## [WRITTEN PROBLEM]
Repeat the records below verbatim, from the line with "find the hanging" to the line with "xmin=0 ymin=193 xmax=352 ymax=286", including both of those lines.

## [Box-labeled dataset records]

[start]

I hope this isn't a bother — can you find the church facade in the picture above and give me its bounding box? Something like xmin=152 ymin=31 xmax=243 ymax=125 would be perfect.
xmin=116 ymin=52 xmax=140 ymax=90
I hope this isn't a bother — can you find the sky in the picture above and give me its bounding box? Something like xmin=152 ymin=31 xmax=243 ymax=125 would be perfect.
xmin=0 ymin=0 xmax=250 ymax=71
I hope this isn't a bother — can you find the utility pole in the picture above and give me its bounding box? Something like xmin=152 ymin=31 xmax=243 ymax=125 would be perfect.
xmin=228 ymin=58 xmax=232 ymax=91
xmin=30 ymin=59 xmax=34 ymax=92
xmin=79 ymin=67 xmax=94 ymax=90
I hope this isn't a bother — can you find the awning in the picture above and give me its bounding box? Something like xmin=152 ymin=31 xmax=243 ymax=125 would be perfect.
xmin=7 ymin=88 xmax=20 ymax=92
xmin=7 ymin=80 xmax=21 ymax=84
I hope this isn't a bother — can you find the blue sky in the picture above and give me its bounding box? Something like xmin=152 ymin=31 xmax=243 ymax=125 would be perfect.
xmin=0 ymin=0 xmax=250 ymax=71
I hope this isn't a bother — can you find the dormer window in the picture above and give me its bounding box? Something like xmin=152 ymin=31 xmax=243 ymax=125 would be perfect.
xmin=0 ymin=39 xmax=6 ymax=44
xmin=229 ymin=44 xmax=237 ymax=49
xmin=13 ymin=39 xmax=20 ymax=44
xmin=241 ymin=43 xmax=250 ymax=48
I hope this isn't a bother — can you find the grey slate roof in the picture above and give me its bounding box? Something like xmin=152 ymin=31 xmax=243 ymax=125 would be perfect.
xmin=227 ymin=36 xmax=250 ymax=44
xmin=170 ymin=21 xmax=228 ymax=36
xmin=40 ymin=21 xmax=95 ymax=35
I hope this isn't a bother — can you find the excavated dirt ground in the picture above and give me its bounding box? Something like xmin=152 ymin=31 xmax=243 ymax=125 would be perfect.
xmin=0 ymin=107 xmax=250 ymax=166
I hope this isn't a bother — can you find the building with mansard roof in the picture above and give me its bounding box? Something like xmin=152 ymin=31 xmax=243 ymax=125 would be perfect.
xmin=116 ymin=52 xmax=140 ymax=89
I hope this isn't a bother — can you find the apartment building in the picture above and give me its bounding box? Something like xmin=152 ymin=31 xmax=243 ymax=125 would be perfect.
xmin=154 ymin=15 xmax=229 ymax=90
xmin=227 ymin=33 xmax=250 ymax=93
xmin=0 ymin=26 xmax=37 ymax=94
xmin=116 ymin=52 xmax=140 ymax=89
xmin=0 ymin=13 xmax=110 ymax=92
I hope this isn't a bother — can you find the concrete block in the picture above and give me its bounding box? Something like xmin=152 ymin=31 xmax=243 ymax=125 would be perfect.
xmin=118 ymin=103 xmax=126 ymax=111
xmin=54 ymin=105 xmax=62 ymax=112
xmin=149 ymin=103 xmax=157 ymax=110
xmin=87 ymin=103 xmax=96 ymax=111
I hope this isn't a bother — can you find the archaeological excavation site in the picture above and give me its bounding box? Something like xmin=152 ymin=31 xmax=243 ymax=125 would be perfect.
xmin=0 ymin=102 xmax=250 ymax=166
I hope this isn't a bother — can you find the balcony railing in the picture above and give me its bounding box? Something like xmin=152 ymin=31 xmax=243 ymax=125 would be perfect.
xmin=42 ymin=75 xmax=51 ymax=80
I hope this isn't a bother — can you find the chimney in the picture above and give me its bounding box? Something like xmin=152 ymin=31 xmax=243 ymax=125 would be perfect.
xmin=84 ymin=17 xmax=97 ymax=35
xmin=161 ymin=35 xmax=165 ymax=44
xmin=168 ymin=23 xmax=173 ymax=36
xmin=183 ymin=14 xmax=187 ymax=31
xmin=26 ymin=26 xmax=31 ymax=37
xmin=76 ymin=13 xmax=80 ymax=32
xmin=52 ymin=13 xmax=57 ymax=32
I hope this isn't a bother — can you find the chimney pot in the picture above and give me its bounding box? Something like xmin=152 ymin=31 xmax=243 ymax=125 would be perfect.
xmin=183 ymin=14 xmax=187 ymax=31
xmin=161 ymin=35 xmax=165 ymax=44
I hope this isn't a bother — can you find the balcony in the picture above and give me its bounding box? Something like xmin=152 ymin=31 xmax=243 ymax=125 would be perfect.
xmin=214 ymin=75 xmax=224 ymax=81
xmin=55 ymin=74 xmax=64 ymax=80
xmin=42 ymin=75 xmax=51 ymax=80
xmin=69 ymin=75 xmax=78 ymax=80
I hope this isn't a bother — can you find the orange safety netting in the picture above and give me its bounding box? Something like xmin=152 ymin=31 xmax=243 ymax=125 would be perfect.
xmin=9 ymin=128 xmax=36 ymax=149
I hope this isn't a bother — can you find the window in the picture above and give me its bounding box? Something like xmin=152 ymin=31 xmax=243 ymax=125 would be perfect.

[end]
[start]

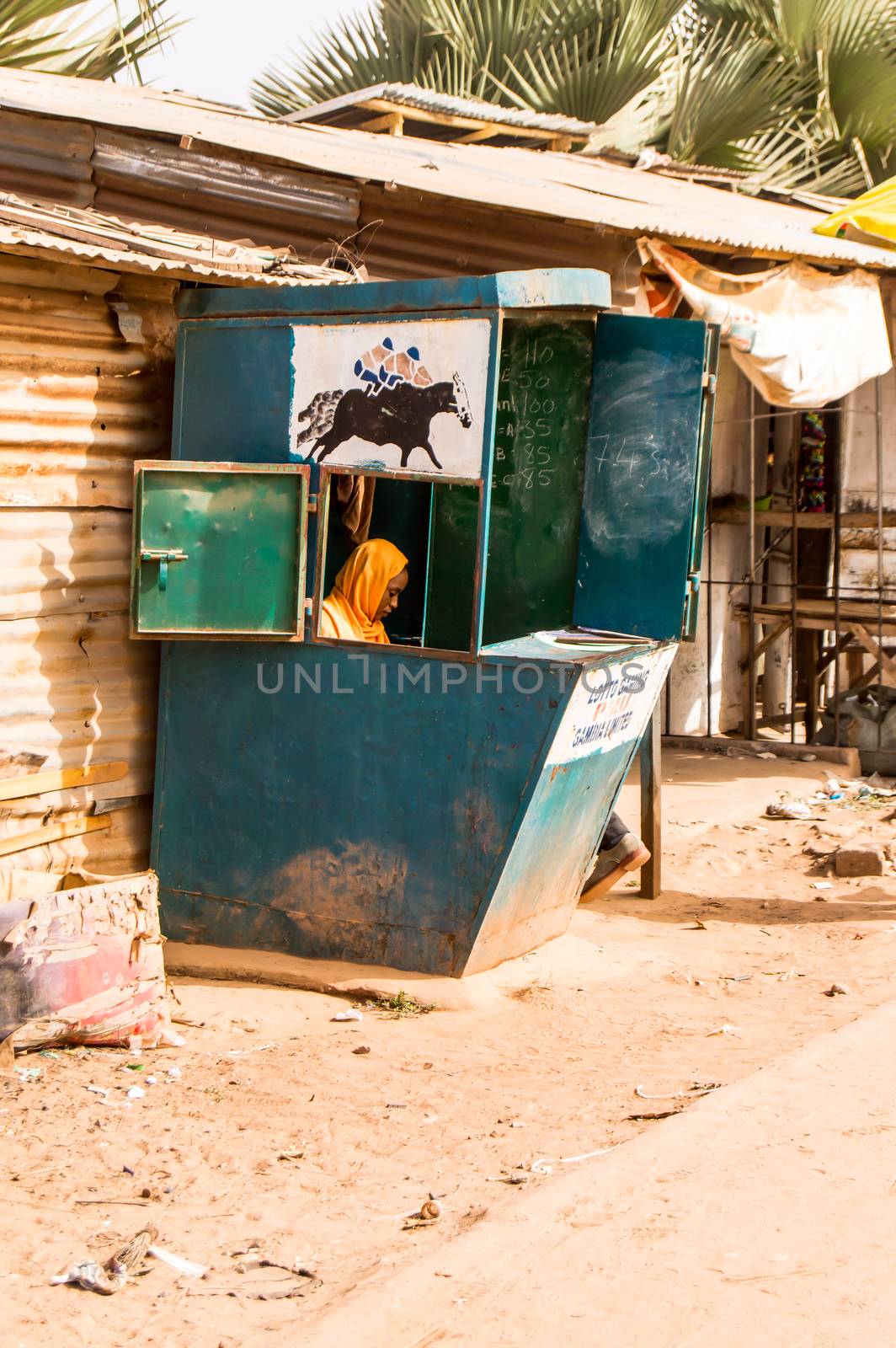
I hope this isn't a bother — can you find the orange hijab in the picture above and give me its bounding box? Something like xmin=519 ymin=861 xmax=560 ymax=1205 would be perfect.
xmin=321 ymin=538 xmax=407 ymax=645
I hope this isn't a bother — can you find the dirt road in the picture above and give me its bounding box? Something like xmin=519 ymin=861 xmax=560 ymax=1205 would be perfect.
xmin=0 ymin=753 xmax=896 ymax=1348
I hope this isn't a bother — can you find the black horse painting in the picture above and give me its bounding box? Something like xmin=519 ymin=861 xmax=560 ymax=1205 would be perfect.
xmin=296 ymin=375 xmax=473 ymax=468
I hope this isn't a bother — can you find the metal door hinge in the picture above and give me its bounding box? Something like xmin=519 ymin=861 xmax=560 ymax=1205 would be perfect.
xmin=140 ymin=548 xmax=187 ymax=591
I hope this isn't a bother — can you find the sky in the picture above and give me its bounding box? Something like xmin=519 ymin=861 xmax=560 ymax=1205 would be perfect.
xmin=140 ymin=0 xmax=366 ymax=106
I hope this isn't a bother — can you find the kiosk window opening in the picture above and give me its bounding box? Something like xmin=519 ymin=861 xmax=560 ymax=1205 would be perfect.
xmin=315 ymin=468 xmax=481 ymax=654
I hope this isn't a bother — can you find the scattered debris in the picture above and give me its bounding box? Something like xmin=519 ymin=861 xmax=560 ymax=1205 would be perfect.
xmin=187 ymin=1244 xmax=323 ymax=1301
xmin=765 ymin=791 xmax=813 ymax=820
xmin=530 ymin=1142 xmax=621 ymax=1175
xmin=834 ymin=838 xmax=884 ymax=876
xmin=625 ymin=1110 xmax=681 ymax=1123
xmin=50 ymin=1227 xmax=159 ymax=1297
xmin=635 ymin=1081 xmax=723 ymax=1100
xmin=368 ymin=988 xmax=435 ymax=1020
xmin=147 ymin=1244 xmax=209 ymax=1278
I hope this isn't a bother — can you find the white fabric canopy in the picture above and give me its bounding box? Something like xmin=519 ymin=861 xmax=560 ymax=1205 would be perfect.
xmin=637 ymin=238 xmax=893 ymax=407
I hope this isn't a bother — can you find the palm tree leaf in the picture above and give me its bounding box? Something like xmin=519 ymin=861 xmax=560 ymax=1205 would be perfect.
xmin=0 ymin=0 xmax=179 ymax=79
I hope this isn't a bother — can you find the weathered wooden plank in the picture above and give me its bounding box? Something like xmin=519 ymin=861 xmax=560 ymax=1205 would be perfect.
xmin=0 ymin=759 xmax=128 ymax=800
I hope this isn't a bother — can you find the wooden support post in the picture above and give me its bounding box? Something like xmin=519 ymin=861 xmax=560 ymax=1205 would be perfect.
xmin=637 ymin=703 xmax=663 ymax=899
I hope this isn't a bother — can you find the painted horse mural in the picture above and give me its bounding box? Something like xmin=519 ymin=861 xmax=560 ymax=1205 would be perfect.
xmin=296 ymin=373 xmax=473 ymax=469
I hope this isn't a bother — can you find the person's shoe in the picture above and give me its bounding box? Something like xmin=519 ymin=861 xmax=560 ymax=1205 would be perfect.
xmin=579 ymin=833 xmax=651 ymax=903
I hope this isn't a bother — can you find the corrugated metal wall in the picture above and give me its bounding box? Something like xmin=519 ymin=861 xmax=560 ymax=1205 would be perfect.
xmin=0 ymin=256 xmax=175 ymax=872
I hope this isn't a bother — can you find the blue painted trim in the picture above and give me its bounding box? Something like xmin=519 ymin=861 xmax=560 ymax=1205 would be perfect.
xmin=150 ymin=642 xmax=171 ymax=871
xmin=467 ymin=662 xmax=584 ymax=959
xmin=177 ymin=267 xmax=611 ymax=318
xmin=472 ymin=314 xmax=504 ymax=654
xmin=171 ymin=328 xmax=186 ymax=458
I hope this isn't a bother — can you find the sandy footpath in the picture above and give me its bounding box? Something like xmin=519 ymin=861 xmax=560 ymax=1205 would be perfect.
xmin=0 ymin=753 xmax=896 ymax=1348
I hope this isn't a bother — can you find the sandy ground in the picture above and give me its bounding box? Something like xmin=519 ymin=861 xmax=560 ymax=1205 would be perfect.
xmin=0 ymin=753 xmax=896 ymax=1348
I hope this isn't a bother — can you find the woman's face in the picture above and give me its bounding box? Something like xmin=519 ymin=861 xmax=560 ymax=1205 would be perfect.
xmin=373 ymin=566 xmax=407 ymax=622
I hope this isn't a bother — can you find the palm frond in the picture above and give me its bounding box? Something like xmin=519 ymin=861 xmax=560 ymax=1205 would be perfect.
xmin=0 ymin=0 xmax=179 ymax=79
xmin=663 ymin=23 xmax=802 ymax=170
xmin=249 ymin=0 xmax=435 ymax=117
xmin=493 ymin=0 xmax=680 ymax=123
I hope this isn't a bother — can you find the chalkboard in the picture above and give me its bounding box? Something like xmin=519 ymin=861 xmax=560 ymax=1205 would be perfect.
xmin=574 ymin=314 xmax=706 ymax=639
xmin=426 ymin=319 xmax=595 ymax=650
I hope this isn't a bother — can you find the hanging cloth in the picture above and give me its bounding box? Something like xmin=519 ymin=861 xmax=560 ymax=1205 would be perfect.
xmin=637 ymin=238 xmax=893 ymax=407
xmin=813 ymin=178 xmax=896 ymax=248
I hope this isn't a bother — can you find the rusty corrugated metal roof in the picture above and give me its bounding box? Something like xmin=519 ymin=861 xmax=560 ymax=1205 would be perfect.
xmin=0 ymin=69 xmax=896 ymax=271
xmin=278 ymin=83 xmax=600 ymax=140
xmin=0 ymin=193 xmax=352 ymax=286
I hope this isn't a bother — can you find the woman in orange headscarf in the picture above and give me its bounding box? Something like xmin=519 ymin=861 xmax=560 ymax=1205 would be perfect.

[end]
[start]

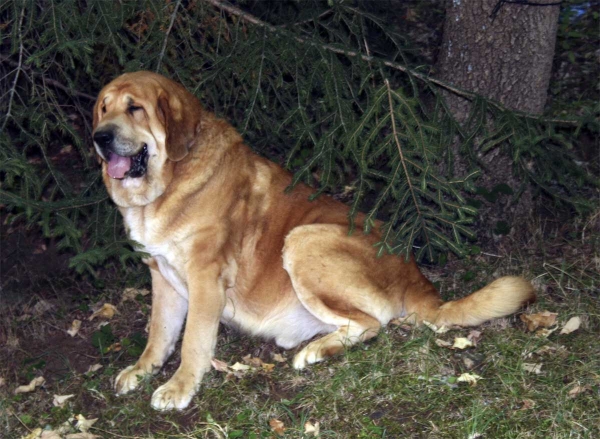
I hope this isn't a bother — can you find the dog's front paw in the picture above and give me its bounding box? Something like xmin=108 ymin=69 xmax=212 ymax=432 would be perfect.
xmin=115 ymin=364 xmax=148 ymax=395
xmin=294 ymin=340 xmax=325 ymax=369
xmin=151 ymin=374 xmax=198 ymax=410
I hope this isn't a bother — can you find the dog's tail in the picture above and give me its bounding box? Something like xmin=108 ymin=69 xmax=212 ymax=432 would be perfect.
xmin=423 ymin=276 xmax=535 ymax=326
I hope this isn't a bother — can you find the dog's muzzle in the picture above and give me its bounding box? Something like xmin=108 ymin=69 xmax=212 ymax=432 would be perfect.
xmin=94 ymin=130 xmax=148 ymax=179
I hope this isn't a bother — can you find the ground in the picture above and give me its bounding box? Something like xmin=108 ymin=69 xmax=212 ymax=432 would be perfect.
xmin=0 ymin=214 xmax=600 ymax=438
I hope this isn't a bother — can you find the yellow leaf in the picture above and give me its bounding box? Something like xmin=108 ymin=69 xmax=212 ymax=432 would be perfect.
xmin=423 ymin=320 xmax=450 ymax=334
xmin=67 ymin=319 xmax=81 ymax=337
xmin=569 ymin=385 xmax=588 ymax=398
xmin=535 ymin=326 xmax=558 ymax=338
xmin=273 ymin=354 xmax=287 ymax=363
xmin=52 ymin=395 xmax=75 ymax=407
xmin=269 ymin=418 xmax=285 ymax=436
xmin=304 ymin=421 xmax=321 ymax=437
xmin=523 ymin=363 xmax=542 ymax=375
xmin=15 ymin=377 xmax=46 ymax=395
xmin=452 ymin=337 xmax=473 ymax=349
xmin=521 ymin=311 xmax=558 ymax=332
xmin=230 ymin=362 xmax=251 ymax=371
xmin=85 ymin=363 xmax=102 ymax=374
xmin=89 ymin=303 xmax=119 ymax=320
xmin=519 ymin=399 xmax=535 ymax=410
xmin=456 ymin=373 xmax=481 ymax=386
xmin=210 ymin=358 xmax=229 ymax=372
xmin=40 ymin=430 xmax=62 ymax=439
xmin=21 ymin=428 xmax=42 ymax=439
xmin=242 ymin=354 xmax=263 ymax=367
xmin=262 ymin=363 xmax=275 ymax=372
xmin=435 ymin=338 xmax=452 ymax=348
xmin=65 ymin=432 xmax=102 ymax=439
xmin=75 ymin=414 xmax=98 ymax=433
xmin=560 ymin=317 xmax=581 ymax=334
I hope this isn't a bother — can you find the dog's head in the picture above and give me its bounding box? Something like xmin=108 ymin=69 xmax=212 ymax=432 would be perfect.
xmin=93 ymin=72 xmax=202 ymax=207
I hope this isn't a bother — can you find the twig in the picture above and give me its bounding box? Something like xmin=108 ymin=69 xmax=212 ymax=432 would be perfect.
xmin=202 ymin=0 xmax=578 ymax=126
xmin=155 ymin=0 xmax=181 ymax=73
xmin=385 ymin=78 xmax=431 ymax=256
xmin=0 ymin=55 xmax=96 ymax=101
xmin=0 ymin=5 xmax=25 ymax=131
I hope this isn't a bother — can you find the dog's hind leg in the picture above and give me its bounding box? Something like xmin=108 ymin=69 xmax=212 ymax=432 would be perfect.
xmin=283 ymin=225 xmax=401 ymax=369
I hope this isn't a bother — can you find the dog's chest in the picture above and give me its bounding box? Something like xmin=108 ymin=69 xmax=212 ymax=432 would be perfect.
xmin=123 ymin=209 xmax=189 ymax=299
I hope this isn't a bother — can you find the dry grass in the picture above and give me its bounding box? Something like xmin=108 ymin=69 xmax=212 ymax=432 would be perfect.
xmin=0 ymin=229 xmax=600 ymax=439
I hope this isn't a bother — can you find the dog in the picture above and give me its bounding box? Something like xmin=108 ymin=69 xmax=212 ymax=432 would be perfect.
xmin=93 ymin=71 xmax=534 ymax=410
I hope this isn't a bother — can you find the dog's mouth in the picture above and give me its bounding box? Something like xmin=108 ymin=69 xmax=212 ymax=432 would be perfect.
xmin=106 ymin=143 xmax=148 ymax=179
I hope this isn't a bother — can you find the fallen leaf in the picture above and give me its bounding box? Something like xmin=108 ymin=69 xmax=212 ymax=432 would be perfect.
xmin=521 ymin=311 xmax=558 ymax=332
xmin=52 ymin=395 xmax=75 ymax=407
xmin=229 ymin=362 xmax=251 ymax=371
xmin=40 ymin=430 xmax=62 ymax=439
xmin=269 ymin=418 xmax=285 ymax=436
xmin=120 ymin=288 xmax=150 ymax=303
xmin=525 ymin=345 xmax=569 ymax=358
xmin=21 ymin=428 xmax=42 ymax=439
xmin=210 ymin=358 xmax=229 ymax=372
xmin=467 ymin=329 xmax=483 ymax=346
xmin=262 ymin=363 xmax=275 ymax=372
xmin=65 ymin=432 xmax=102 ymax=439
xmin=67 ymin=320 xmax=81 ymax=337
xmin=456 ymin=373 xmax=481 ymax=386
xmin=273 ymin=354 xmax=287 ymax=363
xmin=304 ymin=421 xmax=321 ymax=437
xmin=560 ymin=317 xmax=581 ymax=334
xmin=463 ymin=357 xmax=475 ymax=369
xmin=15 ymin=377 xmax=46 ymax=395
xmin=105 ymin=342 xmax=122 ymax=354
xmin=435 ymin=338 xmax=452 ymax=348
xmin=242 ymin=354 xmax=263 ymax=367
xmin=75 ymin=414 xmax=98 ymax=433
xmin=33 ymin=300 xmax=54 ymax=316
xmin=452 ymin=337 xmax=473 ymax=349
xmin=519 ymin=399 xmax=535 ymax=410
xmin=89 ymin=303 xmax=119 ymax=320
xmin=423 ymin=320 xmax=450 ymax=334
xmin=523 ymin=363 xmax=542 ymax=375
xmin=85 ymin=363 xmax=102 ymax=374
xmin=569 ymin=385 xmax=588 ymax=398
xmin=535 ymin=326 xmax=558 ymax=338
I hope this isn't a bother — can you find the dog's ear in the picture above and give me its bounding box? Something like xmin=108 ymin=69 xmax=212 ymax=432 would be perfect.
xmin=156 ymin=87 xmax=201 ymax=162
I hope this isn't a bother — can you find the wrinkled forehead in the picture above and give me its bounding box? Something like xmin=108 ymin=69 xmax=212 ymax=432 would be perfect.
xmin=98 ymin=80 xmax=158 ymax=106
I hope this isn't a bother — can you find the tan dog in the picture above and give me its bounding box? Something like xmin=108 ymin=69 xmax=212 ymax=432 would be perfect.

[end]

## [SOLUTION TO THE EXERCISE]
I hope this isn't a bother — can you find the hanging cloth in the picture above and give me its bounding box? Something like xmin=519 ymin=861 xmax=560 ymax=1205 would be perfect.
xmin=637 ymin=238 xmax=893 ymax=407
xmin=813 ymin=178 xmax=896 ymax=248
I hope this isn't a bother — can you find the rusty corrugated metal roof in the picture above and give me its bounding box? Something like xmin=519 ymin=861 xmax=560 ymax=1205 would be perfect.
xmin=0 ymin=69 xmax=896 ymax=271
xmin=278 ymin=83 xmax=600 ymax=140
xmin=0 ymin=193 xmax=352 ymax=286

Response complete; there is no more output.